== Supplied records ==

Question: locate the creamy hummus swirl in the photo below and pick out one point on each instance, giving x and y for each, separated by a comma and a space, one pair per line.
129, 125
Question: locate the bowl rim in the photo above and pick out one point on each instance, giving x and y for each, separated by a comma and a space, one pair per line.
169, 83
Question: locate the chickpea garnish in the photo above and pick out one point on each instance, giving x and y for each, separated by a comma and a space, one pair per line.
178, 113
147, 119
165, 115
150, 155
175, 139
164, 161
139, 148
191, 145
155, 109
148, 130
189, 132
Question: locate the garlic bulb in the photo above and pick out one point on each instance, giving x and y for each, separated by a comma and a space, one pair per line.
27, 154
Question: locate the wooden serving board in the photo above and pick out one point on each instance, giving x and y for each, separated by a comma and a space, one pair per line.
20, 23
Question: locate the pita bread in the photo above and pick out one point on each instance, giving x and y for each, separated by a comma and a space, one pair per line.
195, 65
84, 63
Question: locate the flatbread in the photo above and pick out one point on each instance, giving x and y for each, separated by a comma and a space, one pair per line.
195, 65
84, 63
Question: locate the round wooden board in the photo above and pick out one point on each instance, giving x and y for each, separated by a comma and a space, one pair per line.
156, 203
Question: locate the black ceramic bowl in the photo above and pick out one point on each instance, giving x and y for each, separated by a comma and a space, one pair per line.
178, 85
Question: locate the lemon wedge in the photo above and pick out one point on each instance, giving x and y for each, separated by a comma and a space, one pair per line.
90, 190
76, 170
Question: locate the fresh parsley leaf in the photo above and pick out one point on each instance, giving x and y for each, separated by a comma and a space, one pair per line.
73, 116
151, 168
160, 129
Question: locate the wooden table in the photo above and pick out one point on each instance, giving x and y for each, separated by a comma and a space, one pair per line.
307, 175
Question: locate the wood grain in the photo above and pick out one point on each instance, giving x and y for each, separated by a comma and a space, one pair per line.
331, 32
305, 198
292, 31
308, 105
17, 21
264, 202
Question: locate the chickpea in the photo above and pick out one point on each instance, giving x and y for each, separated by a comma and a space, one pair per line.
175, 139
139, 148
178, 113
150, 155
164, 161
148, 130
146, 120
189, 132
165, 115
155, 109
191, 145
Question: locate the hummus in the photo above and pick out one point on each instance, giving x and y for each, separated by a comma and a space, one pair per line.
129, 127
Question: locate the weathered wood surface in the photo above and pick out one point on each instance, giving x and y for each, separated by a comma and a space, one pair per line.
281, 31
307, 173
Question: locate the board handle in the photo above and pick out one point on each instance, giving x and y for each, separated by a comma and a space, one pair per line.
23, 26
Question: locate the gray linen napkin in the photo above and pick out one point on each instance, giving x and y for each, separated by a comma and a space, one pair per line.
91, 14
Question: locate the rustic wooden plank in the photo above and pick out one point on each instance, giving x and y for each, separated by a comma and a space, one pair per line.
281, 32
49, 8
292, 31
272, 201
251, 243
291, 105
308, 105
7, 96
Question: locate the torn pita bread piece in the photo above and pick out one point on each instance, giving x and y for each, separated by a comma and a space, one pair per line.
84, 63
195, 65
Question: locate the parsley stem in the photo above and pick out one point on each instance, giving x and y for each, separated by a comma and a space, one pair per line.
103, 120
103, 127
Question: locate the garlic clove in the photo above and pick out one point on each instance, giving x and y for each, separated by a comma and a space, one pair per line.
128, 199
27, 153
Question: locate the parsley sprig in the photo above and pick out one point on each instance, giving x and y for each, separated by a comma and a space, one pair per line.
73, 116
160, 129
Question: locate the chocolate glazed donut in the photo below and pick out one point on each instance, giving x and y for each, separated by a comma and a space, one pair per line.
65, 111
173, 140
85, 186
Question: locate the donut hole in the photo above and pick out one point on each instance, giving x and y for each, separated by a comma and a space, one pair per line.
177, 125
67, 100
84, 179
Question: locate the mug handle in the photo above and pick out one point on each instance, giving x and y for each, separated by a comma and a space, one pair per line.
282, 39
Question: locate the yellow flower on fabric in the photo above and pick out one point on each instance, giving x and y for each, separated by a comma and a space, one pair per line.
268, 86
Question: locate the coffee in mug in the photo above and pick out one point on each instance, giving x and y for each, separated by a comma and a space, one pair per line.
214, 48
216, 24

===

Given instruction> Could you copy out, word for word, each line of the data above, starting at the line that contains "Question: locate the coffee" and running through the final line, both ends included?

Answer>
Question: locate the coffee in mug in the photo above and pick out one point on each instance, giving x and y for each, separated by a comma and a space, one pair per line.
214, 48
216, 24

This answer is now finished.